■ Exercise directions: Rewrite these records with every "boy's" changed to "child's" and everything else left as it is. Leave the pictures out of your answer.

━━ Data ━━

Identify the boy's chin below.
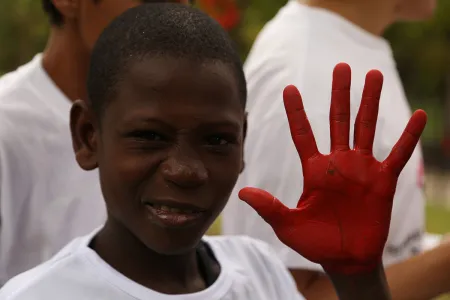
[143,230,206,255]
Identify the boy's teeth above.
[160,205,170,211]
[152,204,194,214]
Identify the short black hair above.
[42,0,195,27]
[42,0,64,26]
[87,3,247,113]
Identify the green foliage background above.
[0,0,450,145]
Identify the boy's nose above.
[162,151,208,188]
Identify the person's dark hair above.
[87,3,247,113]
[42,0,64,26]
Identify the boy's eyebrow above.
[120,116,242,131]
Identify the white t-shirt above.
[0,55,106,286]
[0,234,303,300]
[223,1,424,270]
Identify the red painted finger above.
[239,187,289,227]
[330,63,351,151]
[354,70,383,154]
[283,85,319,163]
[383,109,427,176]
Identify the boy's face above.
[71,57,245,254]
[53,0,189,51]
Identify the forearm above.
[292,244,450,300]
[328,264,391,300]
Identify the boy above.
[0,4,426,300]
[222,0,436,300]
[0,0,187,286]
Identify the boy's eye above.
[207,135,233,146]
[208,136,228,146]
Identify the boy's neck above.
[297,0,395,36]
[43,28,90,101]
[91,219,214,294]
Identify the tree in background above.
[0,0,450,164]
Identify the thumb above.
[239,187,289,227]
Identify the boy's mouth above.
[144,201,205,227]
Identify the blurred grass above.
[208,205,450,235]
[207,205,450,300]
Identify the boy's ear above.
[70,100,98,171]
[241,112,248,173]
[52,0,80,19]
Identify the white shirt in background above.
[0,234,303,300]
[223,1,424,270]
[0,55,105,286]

━━━

■ Full output:
Identify the child's chin below.
[143,230,206,255]
Identify the child's teeth above.
[160,205,170,211]
[152,204,194,214]
Identify the short black hair above.
[42,0,195,27]
[42,0,64,26]
[87,3,247,113]
Identify the green foliage background above.
[0,0,450,145]
Identify the child's nose above.
[162,151,208,188]
Identify the person's dark hair above.
[87,3,247,113]
[42,0,64,26]
Identify the child's eyebrow above.
[120,116,242,131]
Identify the white t-shirt above.
[0,55,106,286]
[0,234,303,300]
[223,1,424,270]
Identify the red painted finger above.
[239,187,289,227]
[330,63,351,151]
[354,70,383,154]
[283,85,319,163]
[383,109,427,176]
Identify the child's face above.
[71,57,245,254]
[53,0,189,51]
Identify the forearm above.
[292,244,450,300]
[328,264,391,300]
Identify the boy above.
[0,4,426,300]
[222,0,436,300]
[0,0,187,286]
Identify the child's eye above.
[207,135,233,146]
[208,136,228,146]
Identify the child's neck above.
[297,0,395,36]
[43,28,90,101]
[91,219,214,294]
Identify the tree in background above.
[0,0,450,164]
Identify the thumb above.
[239,187,289,227]
Identify the child's mouth above.
[144,201,205,227]
Identify the blurred grass above.
[208,205,450,235]
[207,205,450,300]
Identify the child's ear above.
[70,100,98,171]
[241,112,248,173]
[52,0,80,19]
Identify the white shirt in background above.
[0,234,303,300]
[223,1,424,270]
[0,55,105,286]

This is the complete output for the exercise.